Problem details: Put the listing below into a Markdown table with two columns, Row and Line, numbering each row and skipping any blank lines.

Information supplied:
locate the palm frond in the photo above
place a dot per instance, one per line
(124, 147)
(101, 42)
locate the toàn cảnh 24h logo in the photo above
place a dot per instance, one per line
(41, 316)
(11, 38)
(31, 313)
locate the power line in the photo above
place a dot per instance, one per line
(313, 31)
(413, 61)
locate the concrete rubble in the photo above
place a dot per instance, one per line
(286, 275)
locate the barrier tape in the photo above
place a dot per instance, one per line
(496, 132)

Reply to the task:
| Row | Line |
|---|---|
| 1 | locate the palm frond in the photo above |
| 2 | place a dot per instance, one per line |
| 3 | (124, 147) |
| 4 | (101, 42) |
| 5 | locate the toàn cảnh 24h logo in the photo above |
| 6 | place a dot per instance, one per line |
| 7 | (41, 316) |
| 8 | (11, 38) |
| 9 | (31, 313) |
| 10 | locate the power line in the photo above |
| 11 | place a dot per instance, one per line |
| 12 | (313, 31) |
| 13 | (413, 61) |
| 14 | locate the concrete rubble in the photo above |
| 15 | place a dot per instance, one per line |
| 16 | (286, 275) |
| 17 | locate the barrier tape in the photo above |
| 18 | place a dot per instance, one per line |
| 19 | (496, 132) |